Collect every line of the records that contains the string "clicks", treating uppercase and lowercase letters as distinct.

(Beginning of EXTRACTED DATA)

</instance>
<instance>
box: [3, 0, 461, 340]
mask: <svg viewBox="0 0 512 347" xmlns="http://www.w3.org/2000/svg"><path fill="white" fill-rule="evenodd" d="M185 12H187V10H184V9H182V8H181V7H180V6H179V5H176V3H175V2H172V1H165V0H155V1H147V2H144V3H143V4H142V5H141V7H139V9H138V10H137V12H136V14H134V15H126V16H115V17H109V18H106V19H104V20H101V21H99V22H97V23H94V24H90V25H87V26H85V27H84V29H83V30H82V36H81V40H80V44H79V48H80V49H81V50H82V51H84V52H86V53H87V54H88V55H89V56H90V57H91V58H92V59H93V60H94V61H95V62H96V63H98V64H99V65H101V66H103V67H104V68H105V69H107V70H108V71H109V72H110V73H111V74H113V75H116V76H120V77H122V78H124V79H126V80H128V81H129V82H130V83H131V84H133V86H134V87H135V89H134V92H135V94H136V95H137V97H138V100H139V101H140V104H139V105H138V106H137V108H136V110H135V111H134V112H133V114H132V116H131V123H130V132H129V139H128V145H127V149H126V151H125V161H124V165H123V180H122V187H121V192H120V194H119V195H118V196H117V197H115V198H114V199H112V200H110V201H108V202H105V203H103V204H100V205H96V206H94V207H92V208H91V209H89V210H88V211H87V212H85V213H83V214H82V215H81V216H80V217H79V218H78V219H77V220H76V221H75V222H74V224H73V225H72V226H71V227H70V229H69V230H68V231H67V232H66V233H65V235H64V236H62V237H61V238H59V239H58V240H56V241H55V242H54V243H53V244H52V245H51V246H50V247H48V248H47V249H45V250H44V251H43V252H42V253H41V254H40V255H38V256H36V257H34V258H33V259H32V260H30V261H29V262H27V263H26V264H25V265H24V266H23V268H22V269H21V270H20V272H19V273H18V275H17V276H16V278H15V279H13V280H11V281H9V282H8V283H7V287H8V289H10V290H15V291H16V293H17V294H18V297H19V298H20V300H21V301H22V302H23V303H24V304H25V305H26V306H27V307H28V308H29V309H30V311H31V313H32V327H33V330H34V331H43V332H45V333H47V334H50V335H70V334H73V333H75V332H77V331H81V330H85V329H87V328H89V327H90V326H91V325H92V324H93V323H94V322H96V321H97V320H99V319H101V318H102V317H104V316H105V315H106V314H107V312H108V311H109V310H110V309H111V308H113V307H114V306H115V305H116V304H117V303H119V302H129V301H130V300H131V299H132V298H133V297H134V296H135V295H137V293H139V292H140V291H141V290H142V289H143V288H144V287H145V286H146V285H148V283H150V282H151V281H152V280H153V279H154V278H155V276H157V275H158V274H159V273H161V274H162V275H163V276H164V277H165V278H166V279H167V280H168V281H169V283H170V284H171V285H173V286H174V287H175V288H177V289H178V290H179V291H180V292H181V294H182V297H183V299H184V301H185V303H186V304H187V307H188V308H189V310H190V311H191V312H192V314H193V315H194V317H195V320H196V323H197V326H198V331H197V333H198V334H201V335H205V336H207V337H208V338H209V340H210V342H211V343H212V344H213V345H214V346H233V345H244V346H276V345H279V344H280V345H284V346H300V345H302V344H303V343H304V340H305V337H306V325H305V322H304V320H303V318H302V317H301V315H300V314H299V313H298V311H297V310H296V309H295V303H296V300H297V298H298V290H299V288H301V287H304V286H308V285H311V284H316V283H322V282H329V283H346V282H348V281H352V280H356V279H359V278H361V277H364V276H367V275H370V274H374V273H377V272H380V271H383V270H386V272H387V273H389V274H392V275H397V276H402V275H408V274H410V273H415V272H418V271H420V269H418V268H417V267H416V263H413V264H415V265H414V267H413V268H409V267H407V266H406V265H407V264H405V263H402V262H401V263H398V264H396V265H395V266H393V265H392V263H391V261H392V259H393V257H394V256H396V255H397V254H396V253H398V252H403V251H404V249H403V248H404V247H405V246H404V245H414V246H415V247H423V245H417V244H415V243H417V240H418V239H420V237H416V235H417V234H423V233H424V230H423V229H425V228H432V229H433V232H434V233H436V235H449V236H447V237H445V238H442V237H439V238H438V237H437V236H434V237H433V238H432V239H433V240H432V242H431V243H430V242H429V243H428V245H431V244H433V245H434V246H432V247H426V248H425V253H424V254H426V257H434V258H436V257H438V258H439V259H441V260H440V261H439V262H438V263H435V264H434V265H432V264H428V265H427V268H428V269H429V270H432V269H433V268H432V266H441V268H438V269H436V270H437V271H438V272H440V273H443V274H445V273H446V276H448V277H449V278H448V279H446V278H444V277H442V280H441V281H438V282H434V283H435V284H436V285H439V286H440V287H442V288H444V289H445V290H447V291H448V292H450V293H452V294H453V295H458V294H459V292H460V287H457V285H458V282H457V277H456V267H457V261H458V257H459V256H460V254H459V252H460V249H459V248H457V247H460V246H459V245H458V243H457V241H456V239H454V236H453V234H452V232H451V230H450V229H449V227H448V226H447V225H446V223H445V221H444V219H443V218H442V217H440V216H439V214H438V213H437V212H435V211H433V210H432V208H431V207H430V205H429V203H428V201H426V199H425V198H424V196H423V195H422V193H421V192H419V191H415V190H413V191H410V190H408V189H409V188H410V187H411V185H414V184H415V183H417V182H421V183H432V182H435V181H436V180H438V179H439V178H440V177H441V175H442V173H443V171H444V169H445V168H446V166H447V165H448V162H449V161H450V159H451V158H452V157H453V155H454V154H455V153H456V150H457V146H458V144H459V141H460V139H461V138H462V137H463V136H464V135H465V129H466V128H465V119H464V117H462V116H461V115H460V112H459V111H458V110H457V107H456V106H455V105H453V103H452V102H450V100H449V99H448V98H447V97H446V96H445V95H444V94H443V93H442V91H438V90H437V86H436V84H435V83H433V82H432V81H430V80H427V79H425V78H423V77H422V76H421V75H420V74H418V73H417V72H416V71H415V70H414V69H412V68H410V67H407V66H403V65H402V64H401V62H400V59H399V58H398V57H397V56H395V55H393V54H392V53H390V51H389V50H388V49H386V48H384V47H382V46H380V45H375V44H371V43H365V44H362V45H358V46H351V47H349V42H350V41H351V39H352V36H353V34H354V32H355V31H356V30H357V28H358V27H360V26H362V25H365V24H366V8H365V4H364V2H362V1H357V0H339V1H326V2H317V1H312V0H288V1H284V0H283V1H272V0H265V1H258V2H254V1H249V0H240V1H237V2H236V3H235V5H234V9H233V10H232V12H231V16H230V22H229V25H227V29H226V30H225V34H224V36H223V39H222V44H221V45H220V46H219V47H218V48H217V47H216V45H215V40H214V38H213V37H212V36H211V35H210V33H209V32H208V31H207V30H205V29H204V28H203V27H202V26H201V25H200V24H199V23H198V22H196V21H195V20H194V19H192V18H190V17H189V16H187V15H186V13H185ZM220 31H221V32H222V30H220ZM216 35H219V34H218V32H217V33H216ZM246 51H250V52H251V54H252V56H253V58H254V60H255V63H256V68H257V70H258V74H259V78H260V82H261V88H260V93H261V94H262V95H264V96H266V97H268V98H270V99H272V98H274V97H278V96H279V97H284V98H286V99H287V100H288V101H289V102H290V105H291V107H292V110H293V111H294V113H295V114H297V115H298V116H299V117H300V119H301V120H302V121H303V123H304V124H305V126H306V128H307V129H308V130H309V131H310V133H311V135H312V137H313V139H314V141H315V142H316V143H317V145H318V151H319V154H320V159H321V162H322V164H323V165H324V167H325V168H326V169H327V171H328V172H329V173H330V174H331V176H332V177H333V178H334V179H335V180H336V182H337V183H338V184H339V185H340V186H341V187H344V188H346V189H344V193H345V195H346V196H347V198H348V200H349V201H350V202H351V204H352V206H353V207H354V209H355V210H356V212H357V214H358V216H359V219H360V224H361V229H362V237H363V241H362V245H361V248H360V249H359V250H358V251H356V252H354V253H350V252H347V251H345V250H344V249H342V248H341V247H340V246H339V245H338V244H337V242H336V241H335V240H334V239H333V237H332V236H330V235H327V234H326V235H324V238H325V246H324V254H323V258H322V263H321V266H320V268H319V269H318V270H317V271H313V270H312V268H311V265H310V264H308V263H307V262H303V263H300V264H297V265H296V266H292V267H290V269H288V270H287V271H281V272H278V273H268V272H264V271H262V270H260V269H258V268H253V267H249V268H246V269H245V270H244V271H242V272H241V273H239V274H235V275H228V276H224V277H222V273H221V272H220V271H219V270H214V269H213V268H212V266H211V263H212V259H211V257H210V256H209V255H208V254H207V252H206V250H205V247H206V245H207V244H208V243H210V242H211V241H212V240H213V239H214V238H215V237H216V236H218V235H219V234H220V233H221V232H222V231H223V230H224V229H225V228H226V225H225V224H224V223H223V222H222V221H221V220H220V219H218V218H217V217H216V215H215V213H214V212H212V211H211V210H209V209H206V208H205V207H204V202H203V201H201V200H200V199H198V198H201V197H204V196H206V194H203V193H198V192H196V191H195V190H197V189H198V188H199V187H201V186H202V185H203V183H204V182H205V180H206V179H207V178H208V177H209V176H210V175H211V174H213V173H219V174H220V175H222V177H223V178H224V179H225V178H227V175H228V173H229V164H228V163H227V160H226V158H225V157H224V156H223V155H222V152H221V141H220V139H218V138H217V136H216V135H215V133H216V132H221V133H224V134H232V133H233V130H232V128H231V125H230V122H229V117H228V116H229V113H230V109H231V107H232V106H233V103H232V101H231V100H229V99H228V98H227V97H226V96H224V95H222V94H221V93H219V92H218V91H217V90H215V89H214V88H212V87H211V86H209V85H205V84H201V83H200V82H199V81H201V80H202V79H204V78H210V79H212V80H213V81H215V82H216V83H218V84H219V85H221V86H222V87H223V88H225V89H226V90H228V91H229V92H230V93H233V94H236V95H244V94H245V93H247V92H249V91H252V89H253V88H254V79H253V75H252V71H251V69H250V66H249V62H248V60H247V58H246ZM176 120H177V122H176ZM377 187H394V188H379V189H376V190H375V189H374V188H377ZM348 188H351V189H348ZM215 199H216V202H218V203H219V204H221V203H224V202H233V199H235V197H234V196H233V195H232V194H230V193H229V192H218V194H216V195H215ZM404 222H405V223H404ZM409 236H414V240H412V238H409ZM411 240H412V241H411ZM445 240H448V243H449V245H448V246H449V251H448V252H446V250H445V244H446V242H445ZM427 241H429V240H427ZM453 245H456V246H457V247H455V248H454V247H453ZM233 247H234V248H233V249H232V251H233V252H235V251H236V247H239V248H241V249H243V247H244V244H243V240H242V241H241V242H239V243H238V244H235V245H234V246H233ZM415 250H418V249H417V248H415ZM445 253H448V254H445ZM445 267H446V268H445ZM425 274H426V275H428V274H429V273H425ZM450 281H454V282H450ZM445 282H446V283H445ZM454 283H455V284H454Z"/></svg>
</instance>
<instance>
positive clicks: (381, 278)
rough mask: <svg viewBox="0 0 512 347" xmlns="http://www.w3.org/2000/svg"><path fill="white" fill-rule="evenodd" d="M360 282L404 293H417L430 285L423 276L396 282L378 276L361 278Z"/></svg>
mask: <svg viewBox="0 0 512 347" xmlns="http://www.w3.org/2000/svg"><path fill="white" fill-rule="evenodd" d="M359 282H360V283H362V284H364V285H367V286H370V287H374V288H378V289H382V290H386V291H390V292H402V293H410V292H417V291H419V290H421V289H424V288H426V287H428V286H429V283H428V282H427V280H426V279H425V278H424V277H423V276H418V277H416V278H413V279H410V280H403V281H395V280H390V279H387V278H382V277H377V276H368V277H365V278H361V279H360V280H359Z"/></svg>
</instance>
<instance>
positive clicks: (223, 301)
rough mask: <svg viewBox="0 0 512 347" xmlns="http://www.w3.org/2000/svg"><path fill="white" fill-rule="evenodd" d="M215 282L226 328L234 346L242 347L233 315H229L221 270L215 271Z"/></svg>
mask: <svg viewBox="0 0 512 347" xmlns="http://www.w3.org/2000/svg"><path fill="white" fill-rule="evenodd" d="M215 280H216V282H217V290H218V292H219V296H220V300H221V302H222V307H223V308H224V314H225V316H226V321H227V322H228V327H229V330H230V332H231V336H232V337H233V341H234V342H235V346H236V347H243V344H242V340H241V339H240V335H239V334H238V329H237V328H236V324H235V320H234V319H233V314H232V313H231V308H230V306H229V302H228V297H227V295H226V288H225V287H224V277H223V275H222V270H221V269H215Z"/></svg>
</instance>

(End of EXTRACTED DATA)

» FINISHED EXERCISE:
positive clicks: (381, 278)
positive clicks: (223, 301)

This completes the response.